Extracted material:
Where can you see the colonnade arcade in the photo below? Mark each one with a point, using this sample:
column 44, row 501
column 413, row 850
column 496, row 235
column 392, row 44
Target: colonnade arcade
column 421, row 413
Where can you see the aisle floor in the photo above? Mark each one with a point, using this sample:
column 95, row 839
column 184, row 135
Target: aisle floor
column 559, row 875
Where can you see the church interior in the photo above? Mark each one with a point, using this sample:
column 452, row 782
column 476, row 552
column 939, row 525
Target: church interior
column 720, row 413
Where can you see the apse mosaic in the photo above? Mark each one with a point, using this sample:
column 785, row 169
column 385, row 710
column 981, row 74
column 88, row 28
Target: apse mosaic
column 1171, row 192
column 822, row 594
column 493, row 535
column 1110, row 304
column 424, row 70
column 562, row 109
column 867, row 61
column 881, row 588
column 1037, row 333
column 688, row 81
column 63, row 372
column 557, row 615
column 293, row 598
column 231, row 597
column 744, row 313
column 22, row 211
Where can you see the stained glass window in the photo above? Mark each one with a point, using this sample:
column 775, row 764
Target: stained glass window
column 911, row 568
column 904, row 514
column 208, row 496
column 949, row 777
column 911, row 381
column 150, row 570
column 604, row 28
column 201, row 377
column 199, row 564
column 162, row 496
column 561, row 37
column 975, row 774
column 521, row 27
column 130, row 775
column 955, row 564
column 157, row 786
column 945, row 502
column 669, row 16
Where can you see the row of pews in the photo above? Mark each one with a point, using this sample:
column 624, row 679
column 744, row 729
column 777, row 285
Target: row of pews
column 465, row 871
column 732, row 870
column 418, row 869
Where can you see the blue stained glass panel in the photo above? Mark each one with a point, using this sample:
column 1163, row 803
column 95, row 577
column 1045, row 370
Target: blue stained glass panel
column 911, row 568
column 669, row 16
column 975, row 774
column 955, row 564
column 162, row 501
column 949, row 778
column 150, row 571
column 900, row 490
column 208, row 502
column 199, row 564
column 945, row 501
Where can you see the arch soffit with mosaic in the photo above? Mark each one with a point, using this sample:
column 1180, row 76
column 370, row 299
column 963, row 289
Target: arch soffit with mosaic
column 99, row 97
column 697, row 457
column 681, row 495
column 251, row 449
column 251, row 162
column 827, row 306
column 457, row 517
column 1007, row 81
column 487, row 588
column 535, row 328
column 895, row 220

Work required:
Copy the records above exactly as they appear.

Solution to this problem:
Where can you see the colonnade arcade in the photo below? Mark each one with a point, using this sample:
column 44, row 501
column 413, row 850
column 496, row 235
column 392, row 44
Target: colonnade arcade
column 421, row 413
Where can you see the aisle floor in the photo above? Mark each one with a point, using this sample:
column 95, row 839
column 184, row 135
Target: aisle floor
column 559, row 875
Where can you see the church interior in the photo above? Mark each one with a point, using this sample:
column 452, row 782
column 476, row 552
column 939, row 525
Target: church interior
column 720, row 413
Where can you see the apse mosaic in the photo above? Mark each one with a point, using this sample:
column 785, row 169
column 385, row 710
column 981, row 74
column 88, row 28
Target: apse mosaic
column 1171, row 192
column 822, row 594
column 493, row 535
column 1110, row 304
column 424, row 70
column 562, row 109
column 867, row 61
column 881, row 588
column 1037, row 333
column 688, row 81
column 63, row 372
column 557, row 615
column 293, row 598
column 231, row 597
column 744, row 313
column 22, row 211
Where can you see the stained glass window in the photo above? Mark each one with a point, using this sample:
column 775, row 764
Target: stained glass window
column 911, row 568
column 904, row 514
column 208, row 496
column 949, row 777
column 911, row 381
column 150, row 570
column 604, row 28
column 201, row 377
column 199, row 564
column 162, row 496
column 561, row 37
column 975, row 774
column 521, row 27
column 130, row 775
column 955, row 564
column 157, row 786
column 945, row 502
column 669, row 16
Where can you see the row of pews in the photo above? Mark each one with a point, using this sample:
column 624, row 679
column 744, row 729
column 777, row 285
Target: row of pews
column 465, row 871
column 732, row 870
column 418, row 869
Where can you see the blue stained glass panel in the photo above? Mark each one with a point, using this sample:
column 1163, row 803
column 95, row 577
column 1045, row 370
Target: blue stained glass panel
column 911, row 568
column 669, row 16
column 975, row 774
column 955, row 564
column 162, row 501
column 949, row 778
column 150, row 571
column 900, row 490
column 208, row 502
column 199, row 564
column 945, row 501
Where can you see the arch soffit with mosaic in the photo above? Mark each one with a point, using this sample:
column 1180, row 76
column 370, row 299
column 963, row 289
Target: arch soffit with mosaic
column 99, row 97
column 697, row 457
column 681, row 495
column 251, row 449
column 251, row 162
column 827, row 306
column 457, row 517
column 1007, row 81
column 487, row 588
column 535, row 328
column 895, row 220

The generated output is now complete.